▸ **EXTRACTED TEXT**:

· · · ·

Let’s begin from a point that we all agree on. Everything that you know of is part of the same system, this is my initial premise. Let’s talk it through.

If you interact with something in any way (or it with you), for example, if you can see it, touch it, smell it, or if it can directly or indirectly influence you (no matter how little or how far removed) then it is part of the same extended system as you. If you can touch a table, or see a star through a telescope, then you are interacting with that table or star in some form, which means that they exist within the same system as you. You’re on the Earth, the Earth goes around the sun, the sun orbits the galaxy, the galaxy orbits other galaxies, etc. So all of this can be said to be in the same ‘system’. I’m basically defining the word ‘system’ as a set of things that are all connected together by chains of interaction. Are you with me?

Because this extended system is everything that you interact with, and everything that interacts with that, and so on, it means that if something is outside of that extended system then it effectively doesn’t exist as far as you are concerned. You couldn’t even theorize its existence because if you had any evidence for your theory (e.g. we see the effect of its gravity but we can’t see it) then that evidence would be some form of interaction (e.g. its gravity), bringing that thing within the scope of your extended system.

What I’ve done here is made the, actually self-evident, point that the entire universe can be defined as a single interconnected system. If you don’t accept this then you can stop reading now.

What I’m now not going to do is say something like “and that’s God and the universal consciousness! BOOM!” because that would be horribly boring and has been said before. If I did that all I would be doing is taking the word ‘universe’ and substituting the word ‘God’ then acting as if I’m clever — anyone can do that. Switching one label for another is not information. It’s useless for you to know that what one person calls ‘the universe’ is what another person calls ‘God’. No one has learned anything except that we use different words for the same thing. Instead I’m going to take a different tack.

What does the religious God do? What’s his job? Generally it looks something like: creating stuff, making rules, punishing the rule-breakers, rewarding the rule-followers, and generally upholding order, i.e. upholding the rules. Please step back and look at this for a moment… what is this a personification of?

· · · ·

▸ **LISTED RECORDS**:
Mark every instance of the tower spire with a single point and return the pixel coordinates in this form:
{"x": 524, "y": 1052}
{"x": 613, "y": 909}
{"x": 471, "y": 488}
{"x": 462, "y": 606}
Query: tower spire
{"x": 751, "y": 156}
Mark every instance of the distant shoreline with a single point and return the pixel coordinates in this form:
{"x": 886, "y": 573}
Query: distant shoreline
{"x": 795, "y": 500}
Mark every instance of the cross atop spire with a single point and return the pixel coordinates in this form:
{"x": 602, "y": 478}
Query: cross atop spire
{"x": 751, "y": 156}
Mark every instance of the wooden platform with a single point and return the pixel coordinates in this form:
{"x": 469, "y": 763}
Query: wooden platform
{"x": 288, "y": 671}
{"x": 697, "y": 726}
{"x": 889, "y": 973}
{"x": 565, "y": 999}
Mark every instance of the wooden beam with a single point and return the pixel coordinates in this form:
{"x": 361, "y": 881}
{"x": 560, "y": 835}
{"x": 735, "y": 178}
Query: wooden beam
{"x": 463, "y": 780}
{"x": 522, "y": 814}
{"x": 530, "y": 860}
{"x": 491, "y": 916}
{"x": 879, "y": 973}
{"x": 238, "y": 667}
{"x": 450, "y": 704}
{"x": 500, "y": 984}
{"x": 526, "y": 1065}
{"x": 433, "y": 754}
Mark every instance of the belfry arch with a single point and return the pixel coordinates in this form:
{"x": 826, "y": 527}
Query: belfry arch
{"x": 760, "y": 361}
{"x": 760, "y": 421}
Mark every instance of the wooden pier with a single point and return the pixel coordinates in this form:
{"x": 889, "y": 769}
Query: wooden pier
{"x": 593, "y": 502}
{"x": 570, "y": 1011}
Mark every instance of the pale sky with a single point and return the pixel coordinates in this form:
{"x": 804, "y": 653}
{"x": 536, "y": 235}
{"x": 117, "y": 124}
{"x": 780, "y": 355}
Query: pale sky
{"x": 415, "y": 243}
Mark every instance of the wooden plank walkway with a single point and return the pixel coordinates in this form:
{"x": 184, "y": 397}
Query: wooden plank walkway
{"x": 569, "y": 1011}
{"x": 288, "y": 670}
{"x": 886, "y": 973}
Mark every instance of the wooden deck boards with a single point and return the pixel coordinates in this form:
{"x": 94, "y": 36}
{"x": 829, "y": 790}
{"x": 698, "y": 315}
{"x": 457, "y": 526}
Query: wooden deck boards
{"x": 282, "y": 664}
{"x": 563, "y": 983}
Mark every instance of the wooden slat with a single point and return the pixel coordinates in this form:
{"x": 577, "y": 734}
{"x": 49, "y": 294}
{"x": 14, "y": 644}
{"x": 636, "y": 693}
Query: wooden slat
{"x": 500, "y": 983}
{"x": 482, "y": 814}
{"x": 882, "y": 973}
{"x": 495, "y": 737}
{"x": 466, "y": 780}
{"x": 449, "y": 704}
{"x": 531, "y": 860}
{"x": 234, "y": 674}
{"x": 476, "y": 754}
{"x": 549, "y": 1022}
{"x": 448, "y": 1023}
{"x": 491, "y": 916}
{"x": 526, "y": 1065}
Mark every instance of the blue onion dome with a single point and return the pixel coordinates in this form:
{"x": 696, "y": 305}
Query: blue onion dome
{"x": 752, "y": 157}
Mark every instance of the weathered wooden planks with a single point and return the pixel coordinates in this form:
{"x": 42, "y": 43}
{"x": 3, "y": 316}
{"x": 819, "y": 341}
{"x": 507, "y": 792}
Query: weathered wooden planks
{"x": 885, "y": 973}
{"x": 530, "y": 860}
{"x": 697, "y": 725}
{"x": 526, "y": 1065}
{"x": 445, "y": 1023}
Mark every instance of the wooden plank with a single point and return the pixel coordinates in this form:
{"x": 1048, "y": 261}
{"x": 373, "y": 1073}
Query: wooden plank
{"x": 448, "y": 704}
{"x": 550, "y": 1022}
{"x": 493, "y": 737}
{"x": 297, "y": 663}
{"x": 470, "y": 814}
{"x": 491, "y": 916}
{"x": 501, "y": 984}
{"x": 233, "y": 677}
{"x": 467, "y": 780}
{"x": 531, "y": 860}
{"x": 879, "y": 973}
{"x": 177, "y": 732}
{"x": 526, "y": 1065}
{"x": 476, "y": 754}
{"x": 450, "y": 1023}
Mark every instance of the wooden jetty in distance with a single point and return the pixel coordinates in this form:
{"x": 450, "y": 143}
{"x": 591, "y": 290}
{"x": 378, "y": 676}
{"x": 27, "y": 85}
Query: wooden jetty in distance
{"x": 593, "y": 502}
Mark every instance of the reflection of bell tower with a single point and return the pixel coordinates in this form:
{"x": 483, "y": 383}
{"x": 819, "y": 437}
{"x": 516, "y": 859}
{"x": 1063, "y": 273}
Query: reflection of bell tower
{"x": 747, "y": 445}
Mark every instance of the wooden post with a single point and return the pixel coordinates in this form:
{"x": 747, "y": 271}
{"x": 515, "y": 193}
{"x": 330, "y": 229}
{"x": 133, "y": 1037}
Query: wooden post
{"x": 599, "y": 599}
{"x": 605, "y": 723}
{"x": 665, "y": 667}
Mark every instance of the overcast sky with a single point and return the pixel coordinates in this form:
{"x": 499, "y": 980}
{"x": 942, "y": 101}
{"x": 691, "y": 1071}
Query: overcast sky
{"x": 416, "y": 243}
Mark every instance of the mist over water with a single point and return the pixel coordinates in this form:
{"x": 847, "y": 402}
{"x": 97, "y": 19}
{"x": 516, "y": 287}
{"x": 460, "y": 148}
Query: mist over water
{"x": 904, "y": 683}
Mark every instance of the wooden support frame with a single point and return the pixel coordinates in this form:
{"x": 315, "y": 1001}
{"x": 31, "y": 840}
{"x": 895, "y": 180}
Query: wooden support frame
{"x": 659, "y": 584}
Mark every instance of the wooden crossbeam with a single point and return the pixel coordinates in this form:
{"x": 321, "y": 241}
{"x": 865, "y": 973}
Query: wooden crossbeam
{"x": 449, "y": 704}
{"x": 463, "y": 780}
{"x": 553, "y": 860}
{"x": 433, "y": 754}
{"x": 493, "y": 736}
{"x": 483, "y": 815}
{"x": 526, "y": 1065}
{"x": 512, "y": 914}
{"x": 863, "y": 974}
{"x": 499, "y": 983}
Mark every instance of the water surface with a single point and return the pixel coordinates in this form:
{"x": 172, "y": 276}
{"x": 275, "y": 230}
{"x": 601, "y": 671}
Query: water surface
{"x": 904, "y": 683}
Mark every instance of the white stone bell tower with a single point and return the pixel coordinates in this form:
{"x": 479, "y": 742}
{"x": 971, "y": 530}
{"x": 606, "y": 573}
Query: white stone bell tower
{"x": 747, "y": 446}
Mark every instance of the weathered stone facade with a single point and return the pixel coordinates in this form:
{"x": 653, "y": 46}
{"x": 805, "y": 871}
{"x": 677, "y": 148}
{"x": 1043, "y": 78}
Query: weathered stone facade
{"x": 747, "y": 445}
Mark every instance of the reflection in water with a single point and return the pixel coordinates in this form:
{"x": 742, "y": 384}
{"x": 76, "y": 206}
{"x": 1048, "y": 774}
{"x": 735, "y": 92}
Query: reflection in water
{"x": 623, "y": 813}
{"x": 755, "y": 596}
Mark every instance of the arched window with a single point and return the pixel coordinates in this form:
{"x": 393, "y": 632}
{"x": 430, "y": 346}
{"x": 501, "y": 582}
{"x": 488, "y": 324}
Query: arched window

· · · ·

▸ **REQUIREMENT A**: Transcribe from the essay on the universe as a single system the part that opens with the words "Let’s begin from" and closes with "you with me?".
▸ **REQUIREMENT B**: How would the essay on the universe as one interconnected system go on after its last sentence? Continue it from there.

▸ **RIGHT ANSWER A**:
Let’s begin from a point that we all agree on. Everything that you know of is part of the same system, this is my initial premise. Let’s talk it through.

If you interact with something in any way (or it with you), for example, if you can see it, touch it, smell it, or if it can directly or indirectly influence you (no matter how little or how far removed) then it is part of the same extended system as you. If you can touch a table, or see a star through a telescope, then you are interacting with that table or star in some form, which means that they exist within the same system as you. You’re on the Earth, the Earth goes around the sun, the sun orbits the galaxy, the galaxy orbits other galaxies, etc. So all of this can be said to be in the same ‘system’. I’m basically defining the word ‘system’ as a set of things that are all connected together by chains of interaction. Are you with me?

▸ **RIGHT ANSWER B**:
God appears to be presented as a sort of ruler, a king. That’s been made very clear by titles such as ‘King of kings’ and also ‘father’, which is philosophically and traditionally an identical archetypal role as ‘king’, except for a family instead of for a kingdom.

It’s easy to dismiss this as either a superstition for controlling people, or wishful thinking on the part of people who want ultimate security and to think there is a greater good they can work towards that will protect them for being good, and punish those who hurt them. Such an idea has an obvious attraction? But is there more to it?

Let’s take another step back and look at these rules. What are they?

The laws of God are always things like ‘don’t steal’ and ‘don’t murder’ and ‘be nice to people’. “We don’t need God to know that” I hear you say. But hang on! The fact that these rules are obvious is no reason to dismiss them, on the contrary, it’s a clue to what is really going on here. All of the rules are community-supporting rules. They’re basically instructions for how to live amongst other people peacefully. They’re rules that sustain the system.

If you live in a community then you are dependent on the community, and it on you. You don’t defend the boundaries of the territory AND grow all the vegetables AND hunt AND build houses AND look after all the children. These roles are distributed between the members of the community, each person specializes, and everyone supports everyone else. The reason we do this is because it enables everyone to each have more than if we each tried to do everything ourselves. In small communities this can be done by pooling resources, and in larger communities by trade, an advanced version of which being the monetary system (which, despite some corruption, and despite some undervalued areas, effectively operates as an accounting system that keeps track of how much value each person has added to society and therefore how much they can ask for in return.)

The laws, whether they are laws of God or laws of the nation, are all set up to protect the community. You’re only allowed to do things that benefit the community. And what is the community? It’s a system. And what else is a system? The entire universe.

OK, but what does this have to do with God and the universe?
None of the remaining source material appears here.